Mgr Leopoldo Girelli, après un an de fonction en Terre Sainte où les problèmes sont nombreux, quels sont vos raisons objectives d’espérer, les bonnes nouvelles que vous aimeriez partager?

Durant l’année passée en Terre Sainte depuis mon arrivée le 27 novembre 2017, la situation dans la région du Moyen-Orient s’est développée de manière disparate, présentant une certaine stabilité en Irak, mais un conflit persistant en Syrie et une tension croissante entre Israël et l’Iran. De plus, le transfert de l’ambassade américaine à Jérusalem a constitué un nouvel obstacle au processus de paix dans la région et en particulier dans les relations entre la Palestine et les Etats-Unis. Les affrontements à la frontière entre Gaza et Israël ont repris, causant de nombreuses victimes. Ces affrontements sont suivis de périodes de trêve précaire. L’Administration américaine du président Donald Trump est en train de réduire considérablement les aides aux Palestiniens, tandis que la Palestine apparaît également toujours plus isolée des pays arabes du Golfe. Dans un tel contexte, j’ai envie de dire que les raisons objectives d’espérer sont bien peu nombreuses et faibles. Dans le même temps, en raison de cette situation de grande incertitude, l’on peut penser que de nouvelles évolutions pourront être observées, qui iront – espérons-le – dans le sens d’une situation plus stable et pacifique pour la Terre Sainte et la région tout entière. Le Saint-Siège continue à soutenir la nécessité du dialogue et ainsi de la reprise des négociations entre Israël et Palestine. Le Saint-Père François a martelé que « seule une solution négociée entre Israéliens et Palestiniens, voulue fermement et promue par la Communauté internationale pourra conduire à une paix stable et durable et garantir la coexistence de deux Etats pour deux peuples ».
......
→ TRAVAIL À FAIRE:
(a) Selon l'extrait, à quelle date Mgr Leopoldo Girelli est-il arrivé en Terre Sainte ?
(b) Réécrivez l'extrait de « Mgr Leopoldo Girelli, après » à « vous aimeriez partager? » en substituant « signes encourageants » à « bonnes nouvelles ».
(c) Dressez la liste de tous les pays que nomme la première phrase de la réponse dans l'extrait.

→ DONNÉES BRUTES:
......
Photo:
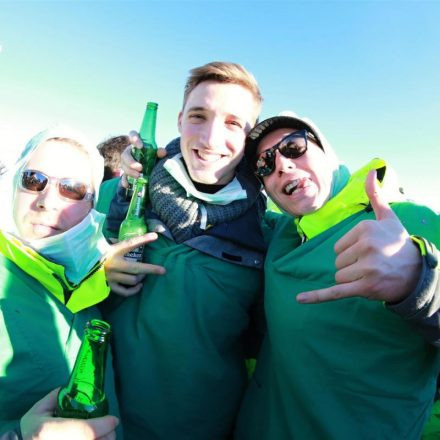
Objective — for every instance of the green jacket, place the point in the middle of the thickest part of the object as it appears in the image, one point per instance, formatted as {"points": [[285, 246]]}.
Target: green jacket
{"points": [[179, 344], [346, 369], [39, 335]]}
......
→ RÉSULTATS ATTENDUS:
(a) Le 27 novembre 2017.

(b)
Mgr Leopoldo Girelli, après un an de fonction en Terre Sainte où les problèmes sont nombreux, quels sont vos raisons objectives d’espérer, les signes encourageants que vous aimeriez partager?

(c) Irak, Syrie, Israël, Iran